__SOURCE DATA__:
○ ○ ○ ○ ○

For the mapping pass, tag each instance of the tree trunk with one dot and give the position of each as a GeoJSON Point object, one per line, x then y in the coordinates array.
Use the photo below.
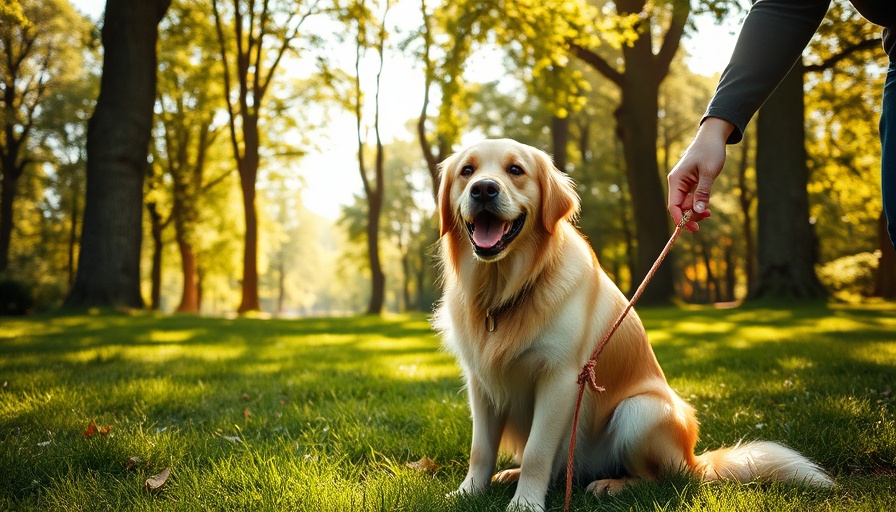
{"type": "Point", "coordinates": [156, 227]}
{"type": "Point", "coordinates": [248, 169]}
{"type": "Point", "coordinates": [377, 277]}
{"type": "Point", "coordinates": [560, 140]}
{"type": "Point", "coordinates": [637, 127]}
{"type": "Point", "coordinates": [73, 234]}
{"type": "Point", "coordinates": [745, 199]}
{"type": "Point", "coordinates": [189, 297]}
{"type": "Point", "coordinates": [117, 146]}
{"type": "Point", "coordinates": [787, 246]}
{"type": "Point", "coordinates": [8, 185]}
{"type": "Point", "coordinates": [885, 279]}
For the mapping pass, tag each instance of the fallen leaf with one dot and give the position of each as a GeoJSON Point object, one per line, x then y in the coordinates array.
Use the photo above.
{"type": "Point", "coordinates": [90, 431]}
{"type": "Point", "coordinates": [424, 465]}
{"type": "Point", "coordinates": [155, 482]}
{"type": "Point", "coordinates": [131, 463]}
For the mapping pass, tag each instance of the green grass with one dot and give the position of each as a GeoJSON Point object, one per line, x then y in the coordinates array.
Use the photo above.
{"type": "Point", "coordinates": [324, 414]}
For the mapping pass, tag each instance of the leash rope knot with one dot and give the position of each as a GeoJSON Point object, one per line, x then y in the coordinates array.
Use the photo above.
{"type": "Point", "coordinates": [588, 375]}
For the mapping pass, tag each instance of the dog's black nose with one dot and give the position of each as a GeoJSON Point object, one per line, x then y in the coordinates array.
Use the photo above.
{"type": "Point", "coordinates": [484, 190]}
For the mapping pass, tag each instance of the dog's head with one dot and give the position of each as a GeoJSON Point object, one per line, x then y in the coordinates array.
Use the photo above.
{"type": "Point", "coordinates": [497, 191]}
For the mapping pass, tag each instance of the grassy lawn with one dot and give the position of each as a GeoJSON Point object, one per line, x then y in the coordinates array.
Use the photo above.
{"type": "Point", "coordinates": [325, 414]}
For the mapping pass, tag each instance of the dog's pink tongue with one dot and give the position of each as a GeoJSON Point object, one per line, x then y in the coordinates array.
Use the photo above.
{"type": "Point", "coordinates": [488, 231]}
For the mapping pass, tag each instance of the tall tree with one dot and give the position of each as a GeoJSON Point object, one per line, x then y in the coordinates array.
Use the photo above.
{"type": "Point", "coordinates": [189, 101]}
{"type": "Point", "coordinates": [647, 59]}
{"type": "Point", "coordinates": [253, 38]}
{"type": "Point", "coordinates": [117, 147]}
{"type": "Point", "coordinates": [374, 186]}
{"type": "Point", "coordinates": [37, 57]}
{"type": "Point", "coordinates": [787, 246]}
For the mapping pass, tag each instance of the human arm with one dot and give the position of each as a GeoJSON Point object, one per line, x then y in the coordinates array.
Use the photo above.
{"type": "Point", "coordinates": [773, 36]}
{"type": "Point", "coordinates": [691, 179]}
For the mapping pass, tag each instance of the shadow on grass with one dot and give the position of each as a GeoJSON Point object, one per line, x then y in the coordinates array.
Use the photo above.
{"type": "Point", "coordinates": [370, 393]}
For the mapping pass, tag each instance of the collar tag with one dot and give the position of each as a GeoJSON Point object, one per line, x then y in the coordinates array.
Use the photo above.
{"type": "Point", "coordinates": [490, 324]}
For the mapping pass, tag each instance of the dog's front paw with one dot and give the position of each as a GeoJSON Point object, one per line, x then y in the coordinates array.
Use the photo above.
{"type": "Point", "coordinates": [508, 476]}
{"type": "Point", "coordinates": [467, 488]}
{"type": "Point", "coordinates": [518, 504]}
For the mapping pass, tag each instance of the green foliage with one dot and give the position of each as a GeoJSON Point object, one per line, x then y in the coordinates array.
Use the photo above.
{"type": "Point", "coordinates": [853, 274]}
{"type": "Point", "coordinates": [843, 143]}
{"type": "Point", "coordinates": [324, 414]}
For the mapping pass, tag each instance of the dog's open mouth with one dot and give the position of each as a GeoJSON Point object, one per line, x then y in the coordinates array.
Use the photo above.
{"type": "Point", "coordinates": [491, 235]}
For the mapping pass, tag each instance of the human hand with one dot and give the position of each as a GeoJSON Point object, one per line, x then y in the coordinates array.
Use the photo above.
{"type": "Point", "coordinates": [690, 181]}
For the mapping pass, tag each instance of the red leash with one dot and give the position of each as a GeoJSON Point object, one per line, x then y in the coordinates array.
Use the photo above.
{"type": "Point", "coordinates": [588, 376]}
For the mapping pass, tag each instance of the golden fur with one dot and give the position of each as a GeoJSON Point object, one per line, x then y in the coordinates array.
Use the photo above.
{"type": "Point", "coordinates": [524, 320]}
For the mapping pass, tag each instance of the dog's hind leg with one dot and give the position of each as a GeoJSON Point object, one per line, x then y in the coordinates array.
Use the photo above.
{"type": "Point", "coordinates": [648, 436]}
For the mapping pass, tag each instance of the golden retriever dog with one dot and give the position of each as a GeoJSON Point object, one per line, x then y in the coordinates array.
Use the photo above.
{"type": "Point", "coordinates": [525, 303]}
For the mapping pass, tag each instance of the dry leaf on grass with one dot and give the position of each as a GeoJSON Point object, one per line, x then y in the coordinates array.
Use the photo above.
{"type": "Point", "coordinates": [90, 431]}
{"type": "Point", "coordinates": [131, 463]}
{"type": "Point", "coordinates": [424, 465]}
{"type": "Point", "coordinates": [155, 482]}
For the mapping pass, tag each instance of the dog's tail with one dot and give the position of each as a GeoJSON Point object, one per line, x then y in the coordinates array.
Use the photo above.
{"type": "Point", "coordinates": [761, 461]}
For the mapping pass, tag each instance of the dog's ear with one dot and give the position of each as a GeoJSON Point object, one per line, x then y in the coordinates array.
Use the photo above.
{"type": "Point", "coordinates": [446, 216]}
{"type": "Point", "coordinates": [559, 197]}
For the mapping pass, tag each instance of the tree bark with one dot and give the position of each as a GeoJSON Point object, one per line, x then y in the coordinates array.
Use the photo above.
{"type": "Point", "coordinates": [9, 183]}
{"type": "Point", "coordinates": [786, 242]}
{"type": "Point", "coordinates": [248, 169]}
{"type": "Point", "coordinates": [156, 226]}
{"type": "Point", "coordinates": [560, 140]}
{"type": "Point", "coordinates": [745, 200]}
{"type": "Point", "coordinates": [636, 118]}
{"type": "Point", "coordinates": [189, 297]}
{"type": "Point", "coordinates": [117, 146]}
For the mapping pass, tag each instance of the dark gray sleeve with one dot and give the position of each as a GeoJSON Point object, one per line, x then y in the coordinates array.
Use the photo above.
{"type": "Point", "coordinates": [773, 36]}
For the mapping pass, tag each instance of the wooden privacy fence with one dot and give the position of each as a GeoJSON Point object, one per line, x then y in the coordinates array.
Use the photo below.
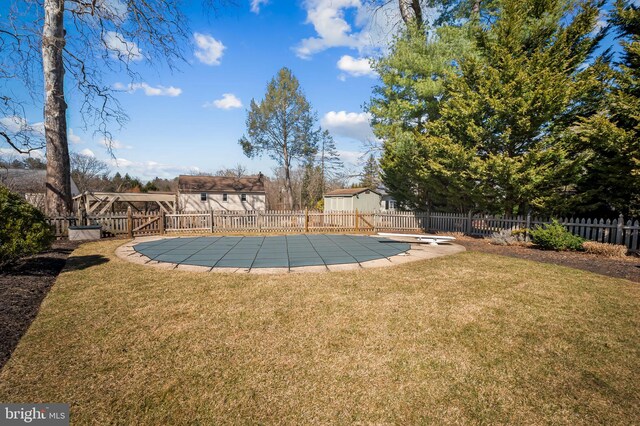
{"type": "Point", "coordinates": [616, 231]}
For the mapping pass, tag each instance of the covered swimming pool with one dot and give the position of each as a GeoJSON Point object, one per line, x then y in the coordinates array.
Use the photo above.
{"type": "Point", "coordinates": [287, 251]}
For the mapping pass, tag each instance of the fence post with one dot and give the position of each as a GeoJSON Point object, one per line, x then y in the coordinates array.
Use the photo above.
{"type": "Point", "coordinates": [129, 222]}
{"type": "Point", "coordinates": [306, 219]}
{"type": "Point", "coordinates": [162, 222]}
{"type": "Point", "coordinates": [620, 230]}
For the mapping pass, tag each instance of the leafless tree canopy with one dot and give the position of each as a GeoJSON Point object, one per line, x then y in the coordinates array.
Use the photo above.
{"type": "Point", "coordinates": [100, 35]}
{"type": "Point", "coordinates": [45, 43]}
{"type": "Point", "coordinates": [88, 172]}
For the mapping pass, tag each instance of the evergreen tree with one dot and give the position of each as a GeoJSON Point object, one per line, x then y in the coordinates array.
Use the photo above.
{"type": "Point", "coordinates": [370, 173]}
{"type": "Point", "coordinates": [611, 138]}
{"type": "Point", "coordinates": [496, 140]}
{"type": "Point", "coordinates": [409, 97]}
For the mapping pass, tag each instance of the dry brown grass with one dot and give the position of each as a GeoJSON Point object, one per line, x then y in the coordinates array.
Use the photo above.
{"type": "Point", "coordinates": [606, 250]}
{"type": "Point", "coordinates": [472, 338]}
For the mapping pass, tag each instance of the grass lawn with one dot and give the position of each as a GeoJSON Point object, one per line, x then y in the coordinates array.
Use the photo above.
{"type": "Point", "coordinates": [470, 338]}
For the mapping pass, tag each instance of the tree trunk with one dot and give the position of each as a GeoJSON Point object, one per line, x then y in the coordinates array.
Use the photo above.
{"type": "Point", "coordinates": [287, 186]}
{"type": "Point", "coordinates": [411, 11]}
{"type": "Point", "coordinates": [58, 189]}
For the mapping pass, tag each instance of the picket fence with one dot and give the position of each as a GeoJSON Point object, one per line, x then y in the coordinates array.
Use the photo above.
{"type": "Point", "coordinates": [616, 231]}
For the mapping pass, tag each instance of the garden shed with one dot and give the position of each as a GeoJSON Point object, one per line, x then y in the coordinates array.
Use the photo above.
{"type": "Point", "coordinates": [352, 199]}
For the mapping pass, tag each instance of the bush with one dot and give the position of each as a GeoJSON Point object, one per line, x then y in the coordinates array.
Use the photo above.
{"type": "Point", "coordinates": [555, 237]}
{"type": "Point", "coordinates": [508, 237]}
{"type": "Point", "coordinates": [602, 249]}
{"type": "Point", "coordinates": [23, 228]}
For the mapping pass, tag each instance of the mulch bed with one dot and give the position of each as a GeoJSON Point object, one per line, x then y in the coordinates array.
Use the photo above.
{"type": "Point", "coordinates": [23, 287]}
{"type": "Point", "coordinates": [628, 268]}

○ ○ ○ ○ ○

__BRIEF__: Working from the records above, find how many lines contain the string "fence" and answer with the bare number.

__RESULT__: 3